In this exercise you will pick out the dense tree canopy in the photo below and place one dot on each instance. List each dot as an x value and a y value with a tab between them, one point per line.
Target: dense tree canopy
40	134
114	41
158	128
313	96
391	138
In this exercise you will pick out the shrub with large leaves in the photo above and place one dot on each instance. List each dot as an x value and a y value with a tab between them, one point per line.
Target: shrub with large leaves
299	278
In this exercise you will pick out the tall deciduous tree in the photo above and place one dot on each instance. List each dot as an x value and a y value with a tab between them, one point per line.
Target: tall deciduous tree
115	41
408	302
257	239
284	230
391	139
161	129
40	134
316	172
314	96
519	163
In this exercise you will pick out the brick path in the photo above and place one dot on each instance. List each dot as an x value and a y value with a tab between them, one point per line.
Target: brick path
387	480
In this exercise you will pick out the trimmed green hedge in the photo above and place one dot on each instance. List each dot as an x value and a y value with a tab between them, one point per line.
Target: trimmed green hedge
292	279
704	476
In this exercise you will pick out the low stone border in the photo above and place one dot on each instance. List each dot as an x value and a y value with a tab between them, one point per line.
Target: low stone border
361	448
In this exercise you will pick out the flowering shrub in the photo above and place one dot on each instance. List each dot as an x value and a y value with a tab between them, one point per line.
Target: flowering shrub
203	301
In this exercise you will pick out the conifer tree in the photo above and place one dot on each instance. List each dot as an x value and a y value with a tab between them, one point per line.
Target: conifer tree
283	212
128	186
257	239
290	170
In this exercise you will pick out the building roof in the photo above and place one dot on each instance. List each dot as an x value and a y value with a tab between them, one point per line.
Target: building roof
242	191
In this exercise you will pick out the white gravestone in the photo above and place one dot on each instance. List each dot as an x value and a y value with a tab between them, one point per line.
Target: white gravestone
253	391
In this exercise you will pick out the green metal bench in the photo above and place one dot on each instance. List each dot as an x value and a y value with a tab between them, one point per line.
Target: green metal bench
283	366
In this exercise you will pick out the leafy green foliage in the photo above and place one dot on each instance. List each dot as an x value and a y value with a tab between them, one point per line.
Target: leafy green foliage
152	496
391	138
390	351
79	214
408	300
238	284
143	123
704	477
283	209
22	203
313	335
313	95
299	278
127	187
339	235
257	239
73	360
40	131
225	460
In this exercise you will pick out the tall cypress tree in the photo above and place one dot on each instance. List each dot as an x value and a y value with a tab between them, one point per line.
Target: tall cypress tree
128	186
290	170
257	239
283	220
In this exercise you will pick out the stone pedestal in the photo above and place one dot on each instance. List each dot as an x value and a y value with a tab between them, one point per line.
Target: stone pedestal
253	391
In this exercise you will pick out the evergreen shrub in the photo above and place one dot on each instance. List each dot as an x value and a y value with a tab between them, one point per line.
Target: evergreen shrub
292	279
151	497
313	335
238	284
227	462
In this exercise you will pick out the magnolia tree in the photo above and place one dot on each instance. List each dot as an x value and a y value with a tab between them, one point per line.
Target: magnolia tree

----

DO THIS » Exactly as shown, repeat every record.

EXERCISE ANSWER »
In this exercise you will pick out the dense tree canopy in the photo below and place one dot on each instance. List each dot as an x value and a y value with a tab between them, one point per line.
Target: dense tree canopy
40	134
114	41
158	128
313	96
391	138
In this exercise you will pick out the shrub with large leaves in the photo above and place one dot on each instance. List each dot as an x value and a y value with a tab between them, one point per line.
Target: shrub with large leaves
299	278
In this exercise you will pick out the tall deciduous tree in the photo above and place one dot on each instance. List each dot as an x value and a y value with a tab between them, one point per line.
Target: tall deciduous tree
115	41
408	302
257	239
284	230
391	139
161	129
40	134
316	172
314	96
519	163
In this exercise you will pick out the brick path in the photo above and place one dot on each instance. List each dot as an x value and a y value with a tab between them, one point per line.
Target: brick path
387	480
In this exercise you will pick out the trimmed green hedge in the photo above and place one dot on each instance. List each dot as an x value and a y value with a tab between them, one point per line.
Target: trimmed green hedge
292	279
704	476
In this exercise you will pick out the low stone border in the photo above and place one dot on each instance. List each dot as an x value and a y value with a tab between them, one point per line.
Target: low stone border
361	448
In this exercise you will pick out the flowering shrub in the photo above and place one dot on each instance. List each dot as an x value and a y value with a tab between them, one point per line.
Target: flowering shrub
203	301
In this exercise you will pick out the conifer tree in the photo above and place one dot on each instance. List each dot as an x value and a y value with a tab between them, one point per line.
Target: conifer tree
283	212
128	186
257	239
290	170
In this exercise you will pick out the building roof in the photo above and place one dot on each instance. List each dot as an x value and a y value with a tab between them, one point per line.
Target: building roof
242	191
In this exercise you will pick out the white gravestone in the photo above and place one dot on each instance. List each dot as an x value and a y value with a tab between them, one point per line.
Target: white gravestone
253	391
In this exercise you will pick out the green metal bench in the photo above and place one dot on each instance. List each dot as an x value and a y value with a tab between them, one point per line.
Target: green metal bench
283	366
In this exercise you will pick out the leafy green foliage in the photo above and place one dot on each instance. List each dot as an x value and a y value with a tab between them, one point per line.
Target: leafy green foliage
152	496
391	138
390	351
79	214
408	300
238	284
143	123
704	477
283	209
22	203
313	335
313	95
299	278
127	187
339	235
257	239
73	360
40	131
225	460
In this exercise you will pick out the tall cypress tree in the photo above and place one dot on each instance. List each dot as an x value and a y value with a tab between them, one point per line.
Target: tall cypress tree
128	186
290	170
257	239
283	220
In this exercise you will pick out the stone pedestal in the photo above and place one dot on each instance. List each dot as an x value and a y value with a tab between them, one point per line.
Target: stone pedestal
253	391
In this exercise you will pick out the evergreen shrub in the photo above and place one dot on each instance. List each dot as an x value and a y value with a tab between them, one point per line.
Target: evergreen shrub
292	279
151	497
313	335
238	284
227	462
In this exercise you will pick out the magnolia tree in the photo above and place one dot on each instance. List each dot as an x value and a y value with a tab between them, one point per line.
Target: magnolia tree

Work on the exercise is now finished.